### Extracted entries
· · · · ·

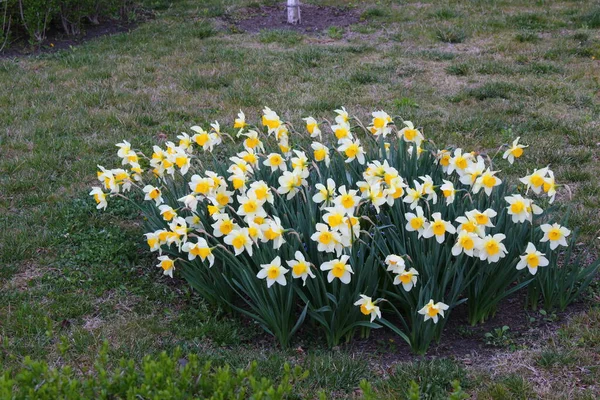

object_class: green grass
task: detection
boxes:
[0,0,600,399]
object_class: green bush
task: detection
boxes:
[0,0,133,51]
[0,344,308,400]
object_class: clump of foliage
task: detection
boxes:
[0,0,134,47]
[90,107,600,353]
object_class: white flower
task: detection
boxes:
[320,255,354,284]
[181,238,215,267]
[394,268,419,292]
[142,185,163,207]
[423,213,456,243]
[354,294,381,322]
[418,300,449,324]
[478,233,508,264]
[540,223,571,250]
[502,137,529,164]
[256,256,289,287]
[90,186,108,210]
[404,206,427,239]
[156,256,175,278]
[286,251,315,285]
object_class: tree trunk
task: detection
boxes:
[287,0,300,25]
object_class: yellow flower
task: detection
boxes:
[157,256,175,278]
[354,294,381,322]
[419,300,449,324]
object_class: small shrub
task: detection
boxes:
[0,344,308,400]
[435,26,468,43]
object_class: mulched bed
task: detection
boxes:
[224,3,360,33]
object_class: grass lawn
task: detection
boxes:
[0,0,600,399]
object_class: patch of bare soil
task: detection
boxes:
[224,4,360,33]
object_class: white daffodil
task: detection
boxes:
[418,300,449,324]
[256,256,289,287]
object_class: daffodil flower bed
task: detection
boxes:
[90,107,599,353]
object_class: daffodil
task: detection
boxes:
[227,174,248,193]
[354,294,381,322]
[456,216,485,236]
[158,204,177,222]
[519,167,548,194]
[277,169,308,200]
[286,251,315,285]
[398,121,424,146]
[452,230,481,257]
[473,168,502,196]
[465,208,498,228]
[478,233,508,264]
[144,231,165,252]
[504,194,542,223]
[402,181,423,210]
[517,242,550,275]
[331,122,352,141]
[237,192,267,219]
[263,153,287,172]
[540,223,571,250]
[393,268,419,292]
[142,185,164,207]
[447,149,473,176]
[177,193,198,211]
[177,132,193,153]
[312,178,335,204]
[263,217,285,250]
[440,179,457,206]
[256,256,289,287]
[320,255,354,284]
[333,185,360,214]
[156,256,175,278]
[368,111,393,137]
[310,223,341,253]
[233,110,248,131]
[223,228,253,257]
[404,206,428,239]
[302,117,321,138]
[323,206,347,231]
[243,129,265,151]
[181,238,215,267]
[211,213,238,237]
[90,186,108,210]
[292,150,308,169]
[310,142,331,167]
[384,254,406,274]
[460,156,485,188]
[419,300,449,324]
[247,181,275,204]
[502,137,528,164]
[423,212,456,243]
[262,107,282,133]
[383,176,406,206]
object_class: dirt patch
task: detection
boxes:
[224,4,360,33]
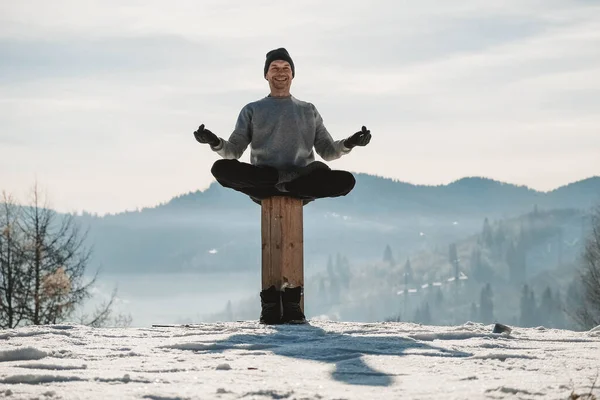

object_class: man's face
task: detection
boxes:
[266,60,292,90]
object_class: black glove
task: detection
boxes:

· · · · ·

### Stated task
Update all of the rows above so that each "detection" becomes "localization", with nothing else changed, and leave the pictures out of your answer.

### Written reply
object_class: green grass
task: localization
boxes:
[0,0,600,399]
object_class: green bush
task: localization
boxes:
[0,0,133,51]
[0,344,308,400]
object_class: clump of foliage
task: localization
boxes:
[0,0,134,47]
[90,107,600,353]
object_class: white flower
task: localization
boxes:
[320,255,354,284]
[181,238,215,267]
[394,268,419,292]
[142,185,163,207]
[423,213,456,243]
[354,294,381,322]
[418,300,449,324]
[478,233,508,264]
[540,223,571,250]
[502,137,529,164]
[256,256,289,287]
[90,186,108,210]
[404,206,427,239]
[156,256,175,278]
[286,251,315,285]
object_class: tree trunk
task: localization
boxes:
[287,0,300,25]
object_class: yellow flower
task: localization
boxes:
[157,256,175,278]
[354,294,381,322]
[419,300,449,324]
object_class: small shrub
task: localization
boxes:
[0,344,308,400]
[435,26,468,43]
object_class: mulched bed
task: localization
boxes:
[224,3,360,33]
object_class: grass lawn
task: localization
boxes:
[0,0,600,399]
object_class: patch of bare soil
task: localization
boxes:
[224,4,360,33]
object_class: white daffodil
task: localization
boxes:
[418,300,449,324]
[256,256,289,287]
object_class: daffodil flower bed
task: localization
boxes:
[90,107,599,353]
object_class: daffodil
task: localization
boxes:
[227,174,248,193]
[354,294,381,322]
[456,216,485,236]
[158,204,177,222]
[519,167,548,194]
[277,169,308,200]
[286,251,315,285]
[398,121,424,146]
[452,230,481,257]
[473,168,502,196]
[465,208,498,228]
[478,233,508,264]
[144,231,165,252]
[504,194,542,223]
[402,181,423,210]
[517,242,550,275]
[331,122,352,141]
[237,192,267,219]
[263,153,287,172]
[540,223,571,250]
[393,268,419,292]
[142,185,164,207]
[447,149,473,176]
[177,193,198,211]
[177,132,193,153]
[312,178,335,204]
[263,217,285,250]
[440,179,457,206]
[256,256,289,287]
[320,255,354,284]
[333,185,360,214]
[156,256,175,278]
[368,111,393,137]
[310,223,341,253]
[233,110,248,131]
[223,228,253,257]
[404,206,428,239]
[302,117,321,138]
[323,206,347,231]
[243,129,265,151]
[181,238,215,267]
[211,213,238,237]
[90,186,108,210]
[292,150,308,169]
[310,142,331,167]
[384,254,406,274]
[460,156,485,188]
[419,300,449,324]
[247,181,275,204]
[502,137,528,164]
[423,212,456,243]
[262,107,282,133]
[383,176,406,206]
object_class: dirt patch
task: localization
boxes:
[224,4,360,33]

object_class: man's face
task: localization
boxes:
[266,60,292,90]
object_class: black glove
task: localization
boxes:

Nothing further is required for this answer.